§ **Text passage**

Morphological differences in skeletal muscle atrophy of rats with motor nerve and/or sensory nerve injury

Abstract

Skeletal muscle atrophy occurs after denervation. The present study dissected the rat left ventral root and dorsal root at L4-6 or the sciatic nerve to establish a model of simple motor nerve injury, sensory nerve injury or mixed nerve injury. Results showed that with prolonged denervation time, rats with simple motor nerve injury, sensory nerve injury or mixed nerve injury exhibited abnormal behavior, reduced wet weight of the left gastrocnemius muscle, decreased diameter and cross-sectional area and altered ultrastructure of muscle cells, as well as decreased cross-sectional area and increased gray scale of the gastrocnemius muscle motor end plate. Moreover, at the same time point, the pathological changes were most severe in mixed nerve injury, followed by simple motor nerve injury, and the changes in simple sensory nerve injury were the mildest. These findings indicate that normal skeletal muscle morphology is maintained by intact innervation. Motor nerve injury resulted in larger damage to skeletal muscle and more severe atrophy than sensory nerve injury. Thus, reconstruction of motor nerves should be considered first in the clinical treatment of skeletal muscle atrophy caused by denervation.

Keywords: motor end plate; muscular atrophy; neural regeneration; rats; simple nerve injury; ultrastructure.

Figure 1

Gross morphology of rat gastrocnemius muscle atrophy. The denervated gastrocnemius muscle progressively atrophied after nerve injury. The ventral root transection group exhibited moderate muscle atrophy, the dorsal root transection group exhibited mild muscle atrophy and the sciatic nerve transection group exhibited severe muscle atrophy.

Figure 2

Morphology of rat gastrocnemius muscle (hematoxylin-eosin staining, light microscope, × 100). The size of gastrocnemius muscle cells gradually diminished in all rats after injury and reached the minimal value after 10 weeks in the sciatic nerve transection group. The cell diameter and cross-section area were the largest in the dorsal root transection group.

Figure 3

Morphology of the rat gastrocnemius muscle (uranyl acetate-lead citrate staining, light microscope, × 8 000; blue arrow, muscle cell nuclei; red arrow, muscle satellite cell nuclei). The ultrastructure of the gastrocnemius muscle cells exhibited similar changes in the three groups after nerve injury. With prolonged injury time, mitochondrial swelling, disorderly myofilaments and sarcomeres, shortened cristae, expanded sarcoplasmic reticulum, reduced glycogen granules, and enlarged nuclei were observed. In addition, myofilaments and sarcomeres broke, fused or disappeared, and mitochondria became vacuolated.

Figure 4

Rat gastrocnemius muscle motor end plate (acetylcholine esterase staining, light microscope, × 100). With prolonged denervation time, the changes in motor end-plate cross-sectional area and gray scale were similar in the ventral and dorsal root transection groups, i.e. the motor end-plate cross-sectional area gradually decreased, but the mean gray scale gradually increased, but these changes were not evident in the sciatic nerve transection group.

§ **Exercise requirements**
Write out, word for word, the part of the text on skeletal muscle atrophy from "Gross morphology of" to "severe muscle atrophy.". The entries after the text on skeletal muscle atrophy are independent material.

§ **Listed entries**

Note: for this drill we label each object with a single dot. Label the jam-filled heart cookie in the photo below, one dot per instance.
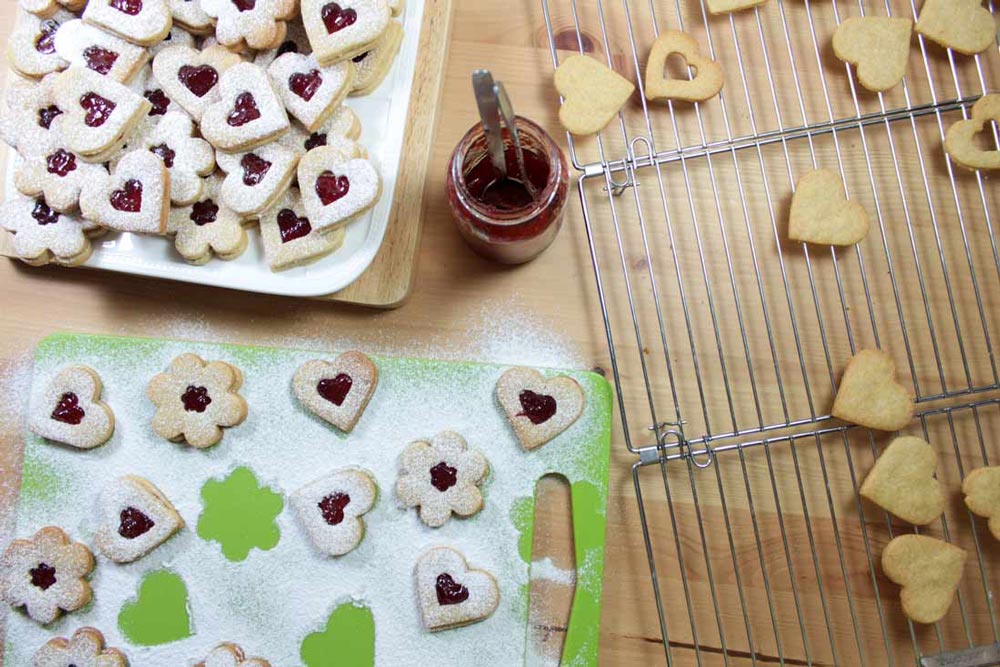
(290, 238)
(70, 410)
(195, 400)
(190, 77)
(311, 92)
(135, 198)
(208, 228)
(84, 649)
(441, 477)
(332, 509)
(85, 46)
(46, 574)
(135, 518)
(337, 391)
(450, 593)
(248, 114)
(539, 409)
(345, 28)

§ **The completed task**
Gross morphology of rat gastrocnemius muscle atrophy. The denervated gastrocnemius muscle progressively atrophied after nerve injury. The ventral root transection group exhibited moderate muscle atrophy, the dorsal root transection group exhibited mild muscle atrophy and the sciatic nerve transection group exhibited severe muscle atrophy.